*EXERCISE AIM*: Show every line of the rows below that contains the string "screen". Case counts.

*RECORD EXCERPTS*:
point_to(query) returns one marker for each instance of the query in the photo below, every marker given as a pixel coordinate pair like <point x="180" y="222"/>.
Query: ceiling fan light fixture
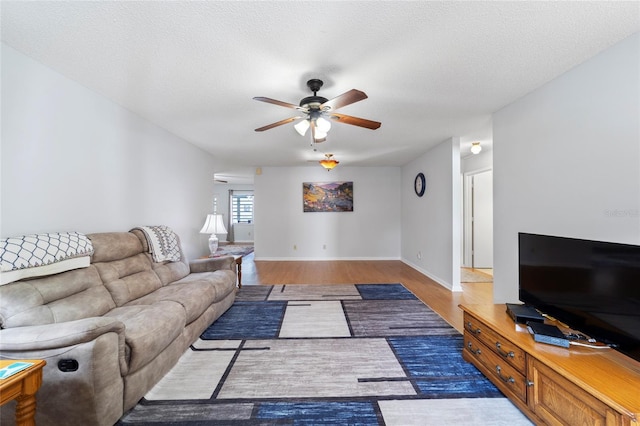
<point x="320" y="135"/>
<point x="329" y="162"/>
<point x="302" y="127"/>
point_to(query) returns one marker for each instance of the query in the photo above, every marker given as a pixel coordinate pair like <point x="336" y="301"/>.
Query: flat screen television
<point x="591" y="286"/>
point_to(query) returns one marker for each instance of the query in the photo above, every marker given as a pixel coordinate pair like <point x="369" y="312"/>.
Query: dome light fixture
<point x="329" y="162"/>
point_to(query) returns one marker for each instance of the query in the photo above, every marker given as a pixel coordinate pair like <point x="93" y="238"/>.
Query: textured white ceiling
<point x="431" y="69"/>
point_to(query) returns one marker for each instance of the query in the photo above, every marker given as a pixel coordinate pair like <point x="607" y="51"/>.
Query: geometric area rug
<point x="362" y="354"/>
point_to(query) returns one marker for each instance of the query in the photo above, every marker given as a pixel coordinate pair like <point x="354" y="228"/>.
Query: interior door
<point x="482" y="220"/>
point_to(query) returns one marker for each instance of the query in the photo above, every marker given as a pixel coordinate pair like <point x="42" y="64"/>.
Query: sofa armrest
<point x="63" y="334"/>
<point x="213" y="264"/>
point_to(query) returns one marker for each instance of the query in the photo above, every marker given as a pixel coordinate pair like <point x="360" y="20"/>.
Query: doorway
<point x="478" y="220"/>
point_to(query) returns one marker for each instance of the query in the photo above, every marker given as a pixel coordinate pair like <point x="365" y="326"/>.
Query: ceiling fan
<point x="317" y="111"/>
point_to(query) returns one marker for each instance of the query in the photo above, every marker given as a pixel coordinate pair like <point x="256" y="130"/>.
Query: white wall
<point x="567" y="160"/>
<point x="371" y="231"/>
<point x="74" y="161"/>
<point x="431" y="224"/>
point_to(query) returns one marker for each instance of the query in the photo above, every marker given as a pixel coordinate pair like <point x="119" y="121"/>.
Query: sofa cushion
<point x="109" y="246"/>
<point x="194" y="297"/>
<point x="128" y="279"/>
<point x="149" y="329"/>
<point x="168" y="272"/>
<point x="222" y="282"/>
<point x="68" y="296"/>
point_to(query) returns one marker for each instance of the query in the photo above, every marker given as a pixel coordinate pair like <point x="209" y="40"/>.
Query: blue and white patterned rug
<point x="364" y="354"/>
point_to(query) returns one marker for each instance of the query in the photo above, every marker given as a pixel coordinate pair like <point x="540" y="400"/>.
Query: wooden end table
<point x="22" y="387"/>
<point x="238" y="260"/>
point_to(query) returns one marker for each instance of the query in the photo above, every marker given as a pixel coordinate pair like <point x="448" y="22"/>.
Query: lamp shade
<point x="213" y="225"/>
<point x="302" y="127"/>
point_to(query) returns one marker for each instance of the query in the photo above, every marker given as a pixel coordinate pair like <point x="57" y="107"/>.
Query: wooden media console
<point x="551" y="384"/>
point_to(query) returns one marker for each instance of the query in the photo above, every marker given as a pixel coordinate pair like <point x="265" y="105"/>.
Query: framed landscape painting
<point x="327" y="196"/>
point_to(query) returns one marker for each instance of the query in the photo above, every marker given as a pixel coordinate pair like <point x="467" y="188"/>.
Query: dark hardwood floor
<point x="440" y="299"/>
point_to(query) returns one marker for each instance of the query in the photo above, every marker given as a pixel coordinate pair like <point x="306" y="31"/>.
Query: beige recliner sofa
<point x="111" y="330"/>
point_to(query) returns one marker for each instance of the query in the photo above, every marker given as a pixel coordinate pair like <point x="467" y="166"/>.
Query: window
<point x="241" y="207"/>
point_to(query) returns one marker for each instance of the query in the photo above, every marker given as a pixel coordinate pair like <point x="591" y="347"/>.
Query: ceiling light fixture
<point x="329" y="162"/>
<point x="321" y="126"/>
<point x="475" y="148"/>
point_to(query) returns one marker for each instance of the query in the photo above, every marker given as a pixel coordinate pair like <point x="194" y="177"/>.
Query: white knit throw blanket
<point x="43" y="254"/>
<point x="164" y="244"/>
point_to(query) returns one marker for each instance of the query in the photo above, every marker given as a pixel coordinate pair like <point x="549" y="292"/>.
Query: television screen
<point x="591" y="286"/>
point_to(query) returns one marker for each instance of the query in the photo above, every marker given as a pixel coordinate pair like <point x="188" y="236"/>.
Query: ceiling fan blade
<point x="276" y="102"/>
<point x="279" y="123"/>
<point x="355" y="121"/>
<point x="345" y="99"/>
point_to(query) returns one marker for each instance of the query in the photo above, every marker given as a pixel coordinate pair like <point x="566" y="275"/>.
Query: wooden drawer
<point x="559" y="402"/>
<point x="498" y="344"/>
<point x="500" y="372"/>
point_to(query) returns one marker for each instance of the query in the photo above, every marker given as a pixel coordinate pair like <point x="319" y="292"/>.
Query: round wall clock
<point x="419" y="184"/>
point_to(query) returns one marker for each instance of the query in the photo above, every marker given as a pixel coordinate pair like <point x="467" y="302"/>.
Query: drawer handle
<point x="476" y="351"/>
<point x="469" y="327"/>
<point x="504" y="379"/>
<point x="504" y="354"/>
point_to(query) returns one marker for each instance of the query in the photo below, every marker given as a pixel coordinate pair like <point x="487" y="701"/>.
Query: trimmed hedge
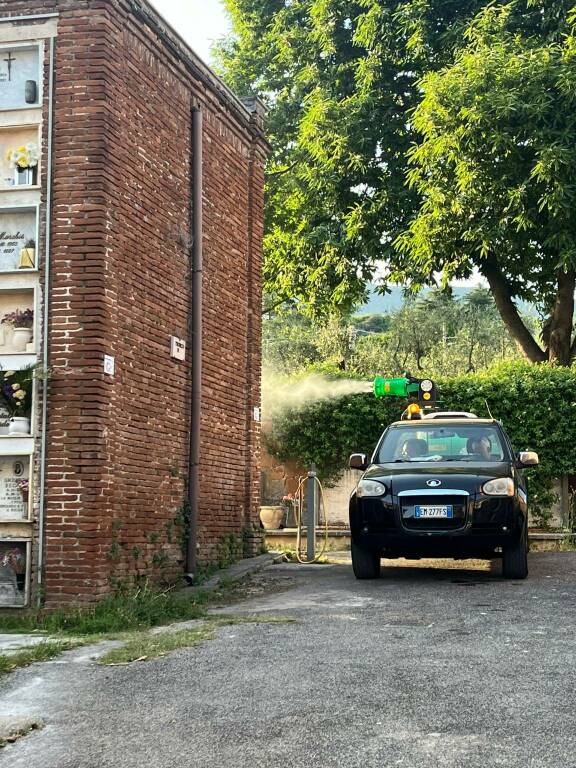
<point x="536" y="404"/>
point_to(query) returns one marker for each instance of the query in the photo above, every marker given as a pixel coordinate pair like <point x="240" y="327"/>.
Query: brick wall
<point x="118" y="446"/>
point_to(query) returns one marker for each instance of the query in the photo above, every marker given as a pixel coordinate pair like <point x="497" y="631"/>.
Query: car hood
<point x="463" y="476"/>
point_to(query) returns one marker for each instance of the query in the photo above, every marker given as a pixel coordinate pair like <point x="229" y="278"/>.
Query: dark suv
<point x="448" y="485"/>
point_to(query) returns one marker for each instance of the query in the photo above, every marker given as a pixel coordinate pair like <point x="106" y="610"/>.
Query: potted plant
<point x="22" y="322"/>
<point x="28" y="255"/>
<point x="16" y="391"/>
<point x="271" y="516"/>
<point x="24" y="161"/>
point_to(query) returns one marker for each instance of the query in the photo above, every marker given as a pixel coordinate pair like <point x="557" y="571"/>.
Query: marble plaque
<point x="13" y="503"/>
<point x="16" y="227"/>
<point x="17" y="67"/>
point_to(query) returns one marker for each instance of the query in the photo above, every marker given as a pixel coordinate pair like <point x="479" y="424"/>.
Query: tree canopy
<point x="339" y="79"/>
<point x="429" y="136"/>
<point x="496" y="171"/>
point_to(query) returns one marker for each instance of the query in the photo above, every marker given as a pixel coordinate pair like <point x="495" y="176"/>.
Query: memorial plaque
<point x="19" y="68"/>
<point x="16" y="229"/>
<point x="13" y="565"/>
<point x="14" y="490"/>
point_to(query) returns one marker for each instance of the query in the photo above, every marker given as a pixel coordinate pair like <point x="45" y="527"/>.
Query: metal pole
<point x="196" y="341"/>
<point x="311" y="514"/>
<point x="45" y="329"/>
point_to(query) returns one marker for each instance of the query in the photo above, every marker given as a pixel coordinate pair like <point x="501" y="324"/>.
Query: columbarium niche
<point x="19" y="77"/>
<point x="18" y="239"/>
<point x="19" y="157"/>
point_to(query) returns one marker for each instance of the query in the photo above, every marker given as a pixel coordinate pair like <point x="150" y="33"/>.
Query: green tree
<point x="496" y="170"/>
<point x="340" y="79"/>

*EXERCISE RESULT*:
Query: flat screen television
Query: television screen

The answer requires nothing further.